Reproduce exactly the lines from the line containing "of the ocean" through the end of the records below, including both ends, and nothing else.

──────────────────────────────

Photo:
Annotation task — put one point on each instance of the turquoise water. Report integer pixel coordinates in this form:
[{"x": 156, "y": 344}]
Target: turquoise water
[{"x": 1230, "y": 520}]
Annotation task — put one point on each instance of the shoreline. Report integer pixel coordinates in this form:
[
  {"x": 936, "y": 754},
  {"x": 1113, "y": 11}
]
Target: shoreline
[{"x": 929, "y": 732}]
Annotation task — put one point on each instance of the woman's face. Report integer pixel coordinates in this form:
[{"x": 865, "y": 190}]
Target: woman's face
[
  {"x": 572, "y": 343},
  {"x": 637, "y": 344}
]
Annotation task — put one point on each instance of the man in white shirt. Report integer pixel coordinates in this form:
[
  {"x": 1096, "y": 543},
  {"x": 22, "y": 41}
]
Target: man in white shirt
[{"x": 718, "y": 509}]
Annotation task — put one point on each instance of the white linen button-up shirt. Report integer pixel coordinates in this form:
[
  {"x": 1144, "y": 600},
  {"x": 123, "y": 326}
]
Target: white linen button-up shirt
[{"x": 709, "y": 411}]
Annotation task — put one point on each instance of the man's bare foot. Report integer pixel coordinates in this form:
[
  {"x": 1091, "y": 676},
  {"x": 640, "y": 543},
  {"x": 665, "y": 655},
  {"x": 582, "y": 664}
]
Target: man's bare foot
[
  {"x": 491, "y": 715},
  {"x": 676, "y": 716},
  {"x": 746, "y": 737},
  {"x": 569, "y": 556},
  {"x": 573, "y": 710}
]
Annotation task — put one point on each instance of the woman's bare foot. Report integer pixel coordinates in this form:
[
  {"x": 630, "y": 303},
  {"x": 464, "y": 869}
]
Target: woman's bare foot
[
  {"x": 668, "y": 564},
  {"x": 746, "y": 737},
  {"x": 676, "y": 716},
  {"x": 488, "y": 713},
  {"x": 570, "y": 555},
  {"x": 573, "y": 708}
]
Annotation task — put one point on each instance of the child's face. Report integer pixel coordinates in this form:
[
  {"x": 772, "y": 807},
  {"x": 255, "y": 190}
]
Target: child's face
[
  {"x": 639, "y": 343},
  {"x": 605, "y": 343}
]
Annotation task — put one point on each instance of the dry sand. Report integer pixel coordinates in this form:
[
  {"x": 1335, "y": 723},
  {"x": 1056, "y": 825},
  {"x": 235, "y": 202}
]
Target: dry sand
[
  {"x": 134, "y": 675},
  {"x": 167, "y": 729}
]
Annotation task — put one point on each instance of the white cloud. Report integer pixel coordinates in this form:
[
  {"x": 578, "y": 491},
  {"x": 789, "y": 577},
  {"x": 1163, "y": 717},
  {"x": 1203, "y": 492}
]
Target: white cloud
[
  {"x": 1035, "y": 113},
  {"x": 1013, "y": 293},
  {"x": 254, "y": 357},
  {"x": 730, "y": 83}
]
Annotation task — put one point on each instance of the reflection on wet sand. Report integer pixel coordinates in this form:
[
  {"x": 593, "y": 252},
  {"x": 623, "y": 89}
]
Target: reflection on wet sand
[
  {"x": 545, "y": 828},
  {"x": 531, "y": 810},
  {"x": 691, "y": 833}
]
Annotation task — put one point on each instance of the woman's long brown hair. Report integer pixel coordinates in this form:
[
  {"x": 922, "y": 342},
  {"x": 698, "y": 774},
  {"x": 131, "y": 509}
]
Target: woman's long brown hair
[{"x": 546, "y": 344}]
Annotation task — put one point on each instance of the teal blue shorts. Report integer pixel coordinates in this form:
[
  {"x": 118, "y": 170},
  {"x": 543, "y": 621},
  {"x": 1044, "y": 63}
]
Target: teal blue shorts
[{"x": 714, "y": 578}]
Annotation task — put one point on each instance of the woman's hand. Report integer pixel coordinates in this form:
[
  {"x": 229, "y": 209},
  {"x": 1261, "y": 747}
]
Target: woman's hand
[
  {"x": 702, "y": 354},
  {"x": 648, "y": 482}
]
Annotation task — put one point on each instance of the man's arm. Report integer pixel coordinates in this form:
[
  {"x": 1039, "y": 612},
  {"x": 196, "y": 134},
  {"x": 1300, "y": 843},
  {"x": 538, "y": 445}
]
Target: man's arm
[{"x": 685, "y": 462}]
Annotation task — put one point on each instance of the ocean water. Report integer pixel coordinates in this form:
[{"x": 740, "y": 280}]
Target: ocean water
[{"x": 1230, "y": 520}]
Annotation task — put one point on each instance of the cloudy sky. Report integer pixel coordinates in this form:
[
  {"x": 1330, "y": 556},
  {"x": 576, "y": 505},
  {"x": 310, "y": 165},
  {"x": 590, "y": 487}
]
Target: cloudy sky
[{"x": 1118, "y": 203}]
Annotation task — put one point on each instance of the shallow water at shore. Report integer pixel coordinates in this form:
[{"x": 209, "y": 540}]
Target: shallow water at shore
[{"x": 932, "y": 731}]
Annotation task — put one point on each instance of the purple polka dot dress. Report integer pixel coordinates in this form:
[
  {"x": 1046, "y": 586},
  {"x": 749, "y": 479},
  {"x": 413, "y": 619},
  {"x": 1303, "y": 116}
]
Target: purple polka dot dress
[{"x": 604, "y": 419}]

──────────────────────────────

▸ Correct output:
Annotation task — put one point on each instance of the ocean water. Report integer pixel coordinates in this form:
[{"x": 740, "y": 280}]
Target: ocean water
[{"x": 1230, "y": 520}]
Annotation task — put one point on each instance of the cloudy sky. Report integer pixel coordinates in this form:
[
  {"x": 1330, "y": 556},
  {"x": 576, "y": 505},
  {"x": 310, "y": 165},
  {"x": 590, "y": 487}
]
Target: cloudy sky
[{"x": 1118, "y": 203}]
Annotation task — put one point on each instance of the shallow water at shore. Report integer pixel coordinates in this form:
[{"x": 209, "y": 540}]
Target: shallow water at shore
[{"x": 932, "y": 731}]
Annotation task — put one point on each instance of the purple polka dot dress. Report integer pixel coordinates in this form:
[
  {"x": 1046, "y": 586},
  {"x": 749, "y": 479},
  {"x": 413, "y": 619},
  {"x": 1303, "y": 116}
]
Target: purple polka dot dress
[{"x": 604, "y": 419}]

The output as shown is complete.